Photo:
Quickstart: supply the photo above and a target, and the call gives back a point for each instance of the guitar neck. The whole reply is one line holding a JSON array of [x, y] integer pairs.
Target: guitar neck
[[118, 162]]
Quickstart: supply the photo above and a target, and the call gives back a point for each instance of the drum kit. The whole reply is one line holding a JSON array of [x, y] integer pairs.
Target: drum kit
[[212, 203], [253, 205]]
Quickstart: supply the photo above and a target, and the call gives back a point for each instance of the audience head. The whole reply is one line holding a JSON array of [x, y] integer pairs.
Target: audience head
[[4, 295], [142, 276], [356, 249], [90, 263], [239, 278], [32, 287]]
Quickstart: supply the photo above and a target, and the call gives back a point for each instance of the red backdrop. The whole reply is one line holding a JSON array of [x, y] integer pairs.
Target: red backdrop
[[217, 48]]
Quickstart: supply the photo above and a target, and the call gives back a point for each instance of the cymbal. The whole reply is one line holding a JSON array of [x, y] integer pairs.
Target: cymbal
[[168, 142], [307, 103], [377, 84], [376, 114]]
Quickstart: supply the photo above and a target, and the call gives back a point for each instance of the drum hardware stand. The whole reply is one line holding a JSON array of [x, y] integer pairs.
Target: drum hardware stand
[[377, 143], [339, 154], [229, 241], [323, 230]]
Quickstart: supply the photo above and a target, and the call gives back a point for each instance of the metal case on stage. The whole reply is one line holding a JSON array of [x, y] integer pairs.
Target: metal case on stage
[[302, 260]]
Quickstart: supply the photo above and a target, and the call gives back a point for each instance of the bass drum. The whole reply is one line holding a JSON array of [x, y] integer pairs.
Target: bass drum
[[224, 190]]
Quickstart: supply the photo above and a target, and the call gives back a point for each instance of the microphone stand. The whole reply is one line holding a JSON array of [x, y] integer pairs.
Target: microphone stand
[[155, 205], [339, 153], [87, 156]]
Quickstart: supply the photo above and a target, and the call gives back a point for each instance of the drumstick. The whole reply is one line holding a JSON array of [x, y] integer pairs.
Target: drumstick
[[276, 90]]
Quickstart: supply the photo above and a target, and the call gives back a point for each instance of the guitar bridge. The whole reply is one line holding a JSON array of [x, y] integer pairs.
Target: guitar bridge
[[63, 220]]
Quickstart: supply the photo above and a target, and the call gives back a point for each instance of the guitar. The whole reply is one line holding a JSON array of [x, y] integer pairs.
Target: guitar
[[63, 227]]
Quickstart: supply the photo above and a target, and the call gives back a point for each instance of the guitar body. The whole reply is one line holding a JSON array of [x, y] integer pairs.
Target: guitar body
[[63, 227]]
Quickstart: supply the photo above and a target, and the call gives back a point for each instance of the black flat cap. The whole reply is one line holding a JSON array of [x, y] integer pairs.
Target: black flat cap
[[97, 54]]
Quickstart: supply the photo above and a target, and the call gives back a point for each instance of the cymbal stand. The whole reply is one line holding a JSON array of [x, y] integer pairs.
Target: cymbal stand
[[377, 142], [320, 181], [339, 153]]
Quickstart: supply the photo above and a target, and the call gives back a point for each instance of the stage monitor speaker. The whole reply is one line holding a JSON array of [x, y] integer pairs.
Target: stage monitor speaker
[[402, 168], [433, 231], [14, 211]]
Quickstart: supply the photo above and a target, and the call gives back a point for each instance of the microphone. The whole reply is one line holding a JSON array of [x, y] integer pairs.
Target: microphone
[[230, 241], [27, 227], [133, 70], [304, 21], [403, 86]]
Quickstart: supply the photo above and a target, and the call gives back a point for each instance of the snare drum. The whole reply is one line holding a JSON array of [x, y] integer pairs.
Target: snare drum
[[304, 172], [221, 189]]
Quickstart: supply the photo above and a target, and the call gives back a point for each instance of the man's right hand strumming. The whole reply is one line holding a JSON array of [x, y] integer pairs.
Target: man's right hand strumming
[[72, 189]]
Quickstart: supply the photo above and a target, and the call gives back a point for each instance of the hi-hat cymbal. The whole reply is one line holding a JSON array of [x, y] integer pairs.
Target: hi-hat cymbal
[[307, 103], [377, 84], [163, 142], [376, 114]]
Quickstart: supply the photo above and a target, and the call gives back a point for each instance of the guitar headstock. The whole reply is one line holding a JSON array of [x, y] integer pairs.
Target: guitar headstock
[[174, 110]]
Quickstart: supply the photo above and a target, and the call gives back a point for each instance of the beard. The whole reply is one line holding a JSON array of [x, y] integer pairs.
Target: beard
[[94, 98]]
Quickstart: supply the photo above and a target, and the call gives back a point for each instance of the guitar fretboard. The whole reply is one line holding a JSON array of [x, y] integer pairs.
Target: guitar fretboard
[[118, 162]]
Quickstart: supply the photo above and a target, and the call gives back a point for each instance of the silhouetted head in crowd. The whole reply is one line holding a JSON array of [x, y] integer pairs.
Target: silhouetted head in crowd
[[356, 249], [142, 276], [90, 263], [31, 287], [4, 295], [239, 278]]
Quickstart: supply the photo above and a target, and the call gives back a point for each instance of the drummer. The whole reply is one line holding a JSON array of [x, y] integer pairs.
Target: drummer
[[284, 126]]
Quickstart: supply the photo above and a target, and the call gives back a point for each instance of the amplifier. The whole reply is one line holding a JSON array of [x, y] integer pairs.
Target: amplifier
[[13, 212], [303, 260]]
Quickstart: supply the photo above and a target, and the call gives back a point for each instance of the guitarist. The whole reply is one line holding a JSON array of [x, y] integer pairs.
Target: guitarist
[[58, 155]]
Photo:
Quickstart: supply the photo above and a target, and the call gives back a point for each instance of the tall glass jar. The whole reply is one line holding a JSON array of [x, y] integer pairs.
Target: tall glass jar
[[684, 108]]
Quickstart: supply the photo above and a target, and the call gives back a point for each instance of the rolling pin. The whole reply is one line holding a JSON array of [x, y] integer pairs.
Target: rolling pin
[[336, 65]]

• • • • • • •

GOAL
Format the records from the line with "the red backdrop." up to and including the line with "[[217, 48]]" as a two-column CSV with the header input,output and one row per record. Put each field in double quotes and replace line breaks with spaces.

RESULT OF THE TASK
input,output
"Quickstart: supply the photo above and a target, and the call gives back a point for each instance of the red backdrop. The whole reply is one line holding a JSON array of [x, y] integer pairs. Target: red backdrop","[[217, 48]]"